■ GIVEN PROBLEM
Copy the part of the material that opens with the line containing "# locate baboon head: put" and runs through the end of the material, swapping "pin" for "marker" and keeping everything else the same. Leave the pictures out of your answer.

■ SUPPLIED MATERIAL
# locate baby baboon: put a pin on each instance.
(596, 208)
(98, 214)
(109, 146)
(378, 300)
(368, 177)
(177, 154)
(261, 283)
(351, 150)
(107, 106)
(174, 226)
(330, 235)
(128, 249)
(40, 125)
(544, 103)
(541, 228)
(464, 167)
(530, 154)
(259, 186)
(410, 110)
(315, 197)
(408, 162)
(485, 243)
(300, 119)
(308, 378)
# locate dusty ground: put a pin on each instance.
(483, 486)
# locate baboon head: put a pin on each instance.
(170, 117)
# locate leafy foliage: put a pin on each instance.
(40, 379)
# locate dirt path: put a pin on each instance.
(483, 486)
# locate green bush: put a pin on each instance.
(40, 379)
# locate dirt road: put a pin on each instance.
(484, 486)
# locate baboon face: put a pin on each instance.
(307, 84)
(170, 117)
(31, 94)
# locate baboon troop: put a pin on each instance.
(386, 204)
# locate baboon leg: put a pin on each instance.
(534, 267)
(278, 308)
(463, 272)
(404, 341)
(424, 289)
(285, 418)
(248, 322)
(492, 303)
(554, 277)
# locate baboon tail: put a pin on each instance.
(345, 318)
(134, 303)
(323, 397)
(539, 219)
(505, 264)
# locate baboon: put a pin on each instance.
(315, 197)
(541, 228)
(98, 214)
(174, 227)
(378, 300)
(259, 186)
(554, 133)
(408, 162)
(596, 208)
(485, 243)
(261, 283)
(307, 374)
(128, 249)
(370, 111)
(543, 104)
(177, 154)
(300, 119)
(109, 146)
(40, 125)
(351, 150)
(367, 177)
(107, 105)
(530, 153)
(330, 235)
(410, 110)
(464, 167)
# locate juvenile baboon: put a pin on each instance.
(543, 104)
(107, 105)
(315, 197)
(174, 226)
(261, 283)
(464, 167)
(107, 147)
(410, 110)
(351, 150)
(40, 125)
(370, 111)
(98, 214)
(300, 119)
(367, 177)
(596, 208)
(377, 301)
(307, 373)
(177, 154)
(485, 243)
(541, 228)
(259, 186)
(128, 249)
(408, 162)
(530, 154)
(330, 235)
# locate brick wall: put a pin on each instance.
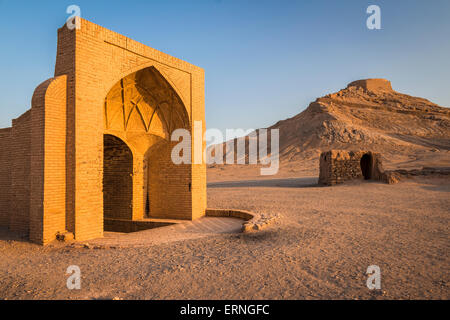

■ FINAL ANSWER
# locate baboon head: put a marker on each instance.
(170, 117)
# locate leafy foliage: put a marker on each instance.
(40, 379)
# locate dirt path: put a marker on each instance.
(483, 486)
# locate green bush: put a marker on each instance.
(40, 379)
# locate dirt road: put a marker on each instance.
(484, 486)
# locate baboon face: put a marker on each instance.
(307, 84)
(170, 117)
(31, 94)
# locate baboon troop: put a marker on each instance.
(386, 204)
# locate baboon leg: put a marker on each instance.
(534, 267)
(278, 308)
(463, 272)
(404, 341)
(424, 289)
(285, 418)
(248, 322)
(492, 303)
(554, 277)
# locate baboon tail: put a marker on each instance.
(345, 318)
(134, 303)
(323, 397)
(539, 219)
(505, 264)
# locate baboon: put a marker on each instance.
(315, 197)
(541, 228)
(98, 214)
(174, 227)
(378, 300)
(259, 186)
(554, 133)
(408, 162)
(596, 208)
(485, 243)
(261, 283)
(307, 374)
(128, 249)
(370, 111)
(543, 104)
(177, 154)
(300, 119)
(109, 146)
(40, 125)
(351, 150)
(367, 177)
(107, 105)
(530, 153)
(330, 235)
(410, 110)
(464, 167)
# locate juvenile baboon: put a marker on each instance.
(543, 104)
(107, 105)
(315, 197)
(174, 226)
(261, 283)
(464, 167)
(107, 147)
(410, 110)
(351, 150)
(40, 125)
(370, 111)
(98, 214)
(300, 119)
(367, 177)
(596, 208)
(377, 301)
(307, 373)
(177, 154)
(485, 243)
(541, 228)
(259, 186)
(128, 249)
(408, 162)
(530, 154)
(330, 235)
# locate brick wall: put a marker on each instance.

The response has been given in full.